> [Instructions to follow] The records below need copying. Match each line exactly.

*** Data listing ***

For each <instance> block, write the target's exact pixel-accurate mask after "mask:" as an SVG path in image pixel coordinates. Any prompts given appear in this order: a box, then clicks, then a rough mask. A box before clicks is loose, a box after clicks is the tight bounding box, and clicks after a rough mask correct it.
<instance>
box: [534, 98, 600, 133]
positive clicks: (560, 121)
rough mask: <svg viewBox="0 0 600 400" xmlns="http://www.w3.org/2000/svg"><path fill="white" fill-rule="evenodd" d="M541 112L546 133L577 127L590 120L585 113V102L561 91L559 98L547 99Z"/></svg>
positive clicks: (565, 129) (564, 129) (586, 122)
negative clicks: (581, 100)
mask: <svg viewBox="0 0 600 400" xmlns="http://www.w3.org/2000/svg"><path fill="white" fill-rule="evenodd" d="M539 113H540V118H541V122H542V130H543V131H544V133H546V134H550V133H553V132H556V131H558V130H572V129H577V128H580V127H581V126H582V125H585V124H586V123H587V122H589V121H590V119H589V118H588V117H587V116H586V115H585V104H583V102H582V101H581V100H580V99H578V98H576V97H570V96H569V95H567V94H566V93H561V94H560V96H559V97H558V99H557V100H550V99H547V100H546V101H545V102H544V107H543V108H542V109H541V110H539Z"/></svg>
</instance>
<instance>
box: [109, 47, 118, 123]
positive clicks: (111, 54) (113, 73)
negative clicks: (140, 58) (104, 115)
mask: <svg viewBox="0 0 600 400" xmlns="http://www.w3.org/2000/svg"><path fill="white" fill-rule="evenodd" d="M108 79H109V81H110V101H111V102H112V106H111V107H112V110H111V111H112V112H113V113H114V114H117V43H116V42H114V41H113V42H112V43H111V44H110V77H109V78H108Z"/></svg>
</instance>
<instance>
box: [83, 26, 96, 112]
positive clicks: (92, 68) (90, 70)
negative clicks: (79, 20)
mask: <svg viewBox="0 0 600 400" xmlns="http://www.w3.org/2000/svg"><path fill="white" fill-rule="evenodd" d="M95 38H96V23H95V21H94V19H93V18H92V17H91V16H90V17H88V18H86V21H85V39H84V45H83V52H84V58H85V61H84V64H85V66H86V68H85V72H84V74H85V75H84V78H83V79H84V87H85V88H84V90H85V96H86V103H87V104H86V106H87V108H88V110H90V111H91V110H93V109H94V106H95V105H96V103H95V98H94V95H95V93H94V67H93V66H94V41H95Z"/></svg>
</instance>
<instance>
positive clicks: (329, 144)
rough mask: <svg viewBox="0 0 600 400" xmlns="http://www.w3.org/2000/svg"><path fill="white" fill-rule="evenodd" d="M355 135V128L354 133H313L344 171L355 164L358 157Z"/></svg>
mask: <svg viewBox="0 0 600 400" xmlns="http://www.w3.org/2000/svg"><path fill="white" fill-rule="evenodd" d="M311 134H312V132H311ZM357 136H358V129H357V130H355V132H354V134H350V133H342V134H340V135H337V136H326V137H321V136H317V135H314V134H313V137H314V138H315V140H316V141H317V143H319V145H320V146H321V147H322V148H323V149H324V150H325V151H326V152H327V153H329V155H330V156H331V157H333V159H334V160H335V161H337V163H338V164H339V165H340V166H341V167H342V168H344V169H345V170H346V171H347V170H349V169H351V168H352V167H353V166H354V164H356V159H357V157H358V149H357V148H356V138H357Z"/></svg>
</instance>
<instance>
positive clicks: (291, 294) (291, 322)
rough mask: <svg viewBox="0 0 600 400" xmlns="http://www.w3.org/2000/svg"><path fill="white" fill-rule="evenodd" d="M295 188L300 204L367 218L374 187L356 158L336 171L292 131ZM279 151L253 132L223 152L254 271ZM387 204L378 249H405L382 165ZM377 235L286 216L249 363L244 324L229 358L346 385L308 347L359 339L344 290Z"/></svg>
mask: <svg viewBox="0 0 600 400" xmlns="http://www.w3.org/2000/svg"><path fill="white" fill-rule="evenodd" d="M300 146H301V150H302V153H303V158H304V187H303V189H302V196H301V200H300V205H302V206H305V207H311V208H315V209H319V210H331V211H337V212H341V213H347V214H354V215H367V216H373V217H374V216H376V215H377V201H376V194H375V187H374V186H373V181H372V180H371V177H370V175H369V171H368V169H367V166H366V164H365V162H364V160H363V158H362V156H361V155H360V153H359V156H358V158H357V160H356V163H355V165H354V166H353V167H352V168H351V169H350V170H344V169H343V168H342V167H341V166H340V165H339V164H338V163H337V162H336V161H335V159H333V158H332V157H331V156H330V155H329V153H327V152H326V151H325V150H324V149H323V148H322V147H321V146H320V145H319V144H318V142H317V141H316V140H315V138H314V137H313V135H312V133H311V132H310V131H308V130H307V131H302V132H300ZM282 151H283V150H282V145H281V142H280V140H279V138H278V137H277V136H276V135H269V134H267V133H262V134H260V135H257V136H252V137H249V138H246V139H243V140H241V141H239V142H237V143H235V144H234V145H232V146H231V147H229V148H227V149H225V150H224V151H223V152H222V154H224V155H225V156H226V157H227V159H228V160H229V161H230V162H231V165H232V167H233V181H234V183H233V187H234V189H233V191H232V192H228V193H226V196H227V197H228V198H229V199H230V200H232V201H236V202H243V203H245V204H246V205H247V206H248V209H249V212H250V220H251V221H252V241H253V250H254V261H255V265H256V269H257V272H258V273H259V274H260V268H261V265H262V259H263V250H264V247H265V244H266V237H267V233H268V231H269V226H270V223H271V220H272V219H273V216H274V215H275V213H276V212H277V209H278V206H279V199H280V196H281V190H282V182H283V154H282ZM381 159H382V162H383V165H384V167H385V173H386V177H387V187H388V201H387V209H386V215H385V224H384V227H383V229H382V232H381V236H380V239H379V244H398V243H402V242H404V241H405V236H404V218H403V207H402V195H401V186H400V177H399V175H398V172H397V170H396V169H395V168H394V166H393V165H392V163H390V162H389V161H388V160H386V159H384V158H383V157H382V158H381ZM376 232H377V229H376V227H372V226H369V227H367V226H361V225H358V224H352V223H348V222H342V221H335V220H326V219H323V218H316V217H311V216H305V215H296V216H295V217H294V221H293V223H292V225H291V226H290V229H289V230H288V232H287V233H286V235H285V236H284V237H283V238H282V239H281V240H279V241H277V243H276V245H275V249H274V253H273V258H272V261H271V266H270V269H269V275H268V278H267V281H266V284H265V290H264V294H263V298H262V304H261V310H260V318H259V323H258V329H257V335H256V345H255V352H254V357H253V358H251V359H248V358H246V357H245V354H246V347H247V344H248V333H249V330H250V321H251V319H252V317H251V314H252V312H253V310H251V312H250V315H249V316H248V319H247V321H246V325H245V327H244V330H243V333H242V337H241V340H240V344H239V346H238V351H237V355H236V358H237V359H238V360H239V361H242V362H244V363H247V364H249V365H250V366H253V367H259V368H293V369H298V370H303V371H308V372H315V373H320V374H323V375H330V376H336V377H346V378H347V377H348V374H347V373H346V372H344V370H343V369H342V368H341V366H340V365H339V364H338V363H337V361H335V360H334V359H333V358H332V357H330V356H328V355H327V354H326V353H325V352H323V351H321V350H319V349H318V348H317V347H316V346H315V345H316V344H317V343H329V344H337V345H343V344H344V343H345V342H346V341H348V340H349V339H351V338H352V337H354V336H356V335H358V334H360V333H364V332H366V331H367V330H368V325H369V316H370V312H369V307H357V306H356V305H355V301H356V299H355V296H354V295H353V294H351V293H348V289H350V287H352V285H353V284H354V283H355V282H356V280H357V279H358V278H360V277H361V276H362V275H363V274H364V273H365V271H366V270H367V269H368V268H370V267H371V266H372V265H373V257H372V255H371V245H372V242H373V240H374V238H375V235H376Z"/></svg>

*** End of Data listing ***

> [Solution to the exercise]
For each <instance> block, write the target's exact pixel-accurate mask after "mask:" as an SVG path in image pixel coordinates. Any prompts given appear in this order: a box, then clicks, then a rough mask. A box before clicks is loose, a box after clicks is the tight bounding box, and clicks after a rough mask correct it.
<instance>
box: [534, 98, 600, 133]
positive clicks: (560, 121)
rough mask: <svg viewBox="0 0 600 400" xmlns="http://www.w3.org/2000/svg"><path fill="white" fill-rule="evenodd" d="M541 112L546 133L577 127L590 120L585 113V102L561 91L559 98L547 99Z"/></svg>
positive clicks: (565, 129) (564, 129) (586, 122)
negative clicks: (581, 100)
mask: <svg viewBox="0 0 600 400" xmlns="http://www.w3.org/2000/svg"><path fill="white" fill-rule="evenodd" d="M539 113H540V118H541V122H542V130H543V131H544V133H546V134H550V133H553V132H556V131H558V130H572V129H577V128H580V127H581V126H582V125H585V124H586V123H587V122H589V121H590V119H589V118H588V117H587V116H586V115H585V104H583V102H582V101H581V100H580V99H578V98H576V97H570V96H569V95H567V94H566V93H561V94H560V96H559V97H558V99H557V100H550V99H547V100H546V101H545V102H544V107H543V108H542V109H541V110H539Z"/></svg>
</instance>
<instance>
box: [109, 47, 118, 123]
positive clicks: (111, 54) (113, 73)
negative clicks: (140, 58) (104, 115)
mask: <svg viewBox="0 0 600 400" xmlns="http://www.w3.org/2000/svg"><path fill="white" fill-rule="evenodd" d="M108 79H109V81H110V101H111V102H112V106H111V107H112V110H111V111H112V112H113V113H114V114H117V43H116V42H114V41H113V42H112V43H111V44H110V77H109V78H108Z"/></svg>
</instance>
<instance>
box: [83, 26, 96, 112]
positive clicks: (92, 68) (90, 70)
negative clicks: (79, 20)
mask: <svg viewBox="0 0 600 400" xmlns="http://www.w3.org/2000/svg"><path fill="white" fill-rule="evenodd" d="M95 38H96V23H95V21H94V19H93V18H92V17H91V16H90V17H88V18H86V21H85V39H84V45H83V52H84V58H85V61H84V64H85V66H86V68H85V72H84V74H85V75H84V78H83V79H84V87H85V88H84V90H85V96H86V103H87V104H86V106H87V108H88V110H90V111H91V110H93V109H94V106H95V105H96V103H95V98H94V95H95V93H94V67H93V66H94V41H95Z"/></svg>
</instance>
<instance>
positive clicks: (329, 144)
rough mask: <svg viewBox="0 0 600 400" xmlns="http://www.w3.org/2000/svg"><path fill="white" fill-rule="evenodd" d="M355 135V128L354 133H313L344 171L355 164L358 157Z"/></svg>
mask: <svg viewBox="0 0 600 400" xmlns="http://www.w3.org/2000/svg"><path fill="white" fill-rule="evenodd" d="M311 134H312V132H311ZM357 136H358V129H357V130H355V132H354V134H350V133H342V134H340V135H337V136H326V137H321V136H317V135H314V134H313V137H314V138H315V140H316V141H317V143H319V145H320V146H321V147H322V148H323V149H324V150H325V151H326V152H327V153H329V155H330V156H331V157H333V159H334V160H335V161H337V163H338V164H339V165H340V166H341V167H342V168H344V169H345V170H346V171H347V170H349V169H351V168H352V167H353V166H354V164H356V159H357V157H358V149H357V148H356V138H357Z"/></svg>
</instance>
<instance>
positive clicks: (291, 294) (291, 322)
rough mask: <svg viewBox="0 0 600 400" xmlns="http://www.w3.org/2000/svg"><path fill="white" fill-rule="evenodd" d="M295 188L300 204L367 218L374 187L356 158L336 171L292 131ZM279 151L253 132L223 152L254 271ZM387 204L378 249H405L382 165ZM377 235L286 216L249 363L244 324L229 358L346 385L308 347L359 339L344 290Z"/></svg>
mask: <svg viewBox="0 0 600 400" xmlns="http://www.w3.org/2000/svg"><path fill="white" fill-rule="evenodd" d="M300 146H301V150H302V153H303V158H304V187H303V189H302V196H301V200H300V205H302V206H305V207H311V208H315V209H319V210H331V211H337V212H341V213H347V214H354V215H367V216H373V217H374V216H376V215H377V201H376V194H375V187H374V186H373V181H372V180H371V177H370V175H369V171H368V169H367V166H366V164H365V162H364V160H363V158H362V156H361V155H360V153H359V156H358V158H357V160H356V163H355V165H354V166H353V167H352V168H351V169H350V170H344V169H343V168H342V167H341V166H340V165H339V164H338V163H337V162H336V161H335V159H333V158H332V157H331V156H330V155H329V153H327V152H326V151H325V150H324V149H323V148H322V147H321V146H320V145H319V144H318V142H317V141H316V140H315V138H314V137H313V135H312V133H311V132H310V131H308V130H307V131H302V132H300ZM282 151H283V150H282V145H281V142H280V140H279V138H278V137H277V136H276V135H269V134H267V133H262V134H260V135H257V136H252V137H249V138H246V139H243V140H241V141H239V142H237V143H235V144H234V145H232V146H231V147H229V148H227V149H225V150H224V151H223V152H222V154H224V155H225V156H226V157H227V159H228V160H229V161H230V162H231V165H232V167H233V181H234V183H233V187H234V189H233V191H232V192H228V193H226V196H227V197H228V198H229V199H230V200H232V201H236V202H243V203H245V204H246V205H247V206H248V209H249V212H250V220H251V221H252V241H253V250H254V261H255V265H256V269H257V272H258V273H259V274H260V268H261V265H262V259H263V250H264V247H265V244H266V237H267V233H268V231H269V226H270V223H271V220H272V219H273V216H274V215H275V213H276V212H277V209H278V206H279V199H280V196H281V190H282V182H283V154H282ZM381 159H382V162H383V165H384V167H385V173H386V177H387V187H388V201H387V209H386V215H385V224H384V227H383V229H382V232H381V236H380V239H379V244H398V243H402V242H404V241H405V236H404V218H403V207H402V195H401V186H400V177H399V175H398V172H397V170H396V169H395V168H394V166H393V165H392V163H390V162H389V161H388V160H386V159H384V158H383V157H382V158H381ZM376 232H377V229H376V227H372V226H369V227H367V226H361V225H358V224H352V223H348V222H342V221H335V220H326V219H323V218H316V217H311V216H305V215H296V216H295V217H294V221H293V223H292V225H291V226H290V229H289V230H288V232H287V233H286V235H285V236H284V237H283V238H282V239H281V240H279V241H277V243H276V245H275V249H274V253H273V258H272V261H271V266H270V269H269V275H268V278H267V281H266V284H265V290H264V294H263V298H262V304H261V310H260V318H259V323H258V329H257V335H256V345H255V352H254V357H253V358H251V359H248V358H246V357H245V354H246V347H247V344H248V333H249V330H250V321H251V319H252V317H251V314H252V312H253V310H251V312H250V315H249V316H248V319H247V321H246V325H245V327H244V330H243V333H242V337H241V340H240V344H239V346H238V351H237V355H236V358H237V359H238V360H239V361H242V362H244V363H247V364H249V365H250V366H253V367H259V368H293V369H298V370H303V371H308V372H315V373H320V374H323V375H330V376H336V377H346V378H347V377H348V374H347V373H346V372H344V370H343V369H342V368H341V366H340V365H339V364H338V363H337V361H335V360H334V359H333V358H332V357H330V356H328V355H327V354H326V353H325V352H323V351H321V350H319V349H318V348H317V347H316V346H315V345H316V344H317V343H329V344H337V345H343V344H344V343H345V342H346V341H348V340H349V339H351V338H352V337H354V336H356V335H358V334H360V333H364V332H366V331H367V330H368V325H369V316H370V312H369V307H357V306H356V305H355V301H356V299H355V296H354V295H353V294H351V293H348V289H350V287H352V285H353V284H354V283H355V282H356V280H357V279H358V278H360V277H361V276H362V275H363V274H364V273H365V271H366V270H367V269H368V268H370V267H371V266H372V265H373V257H372V255H371V245H372V242H373V240H374V238H375V235H376Z"/></svg>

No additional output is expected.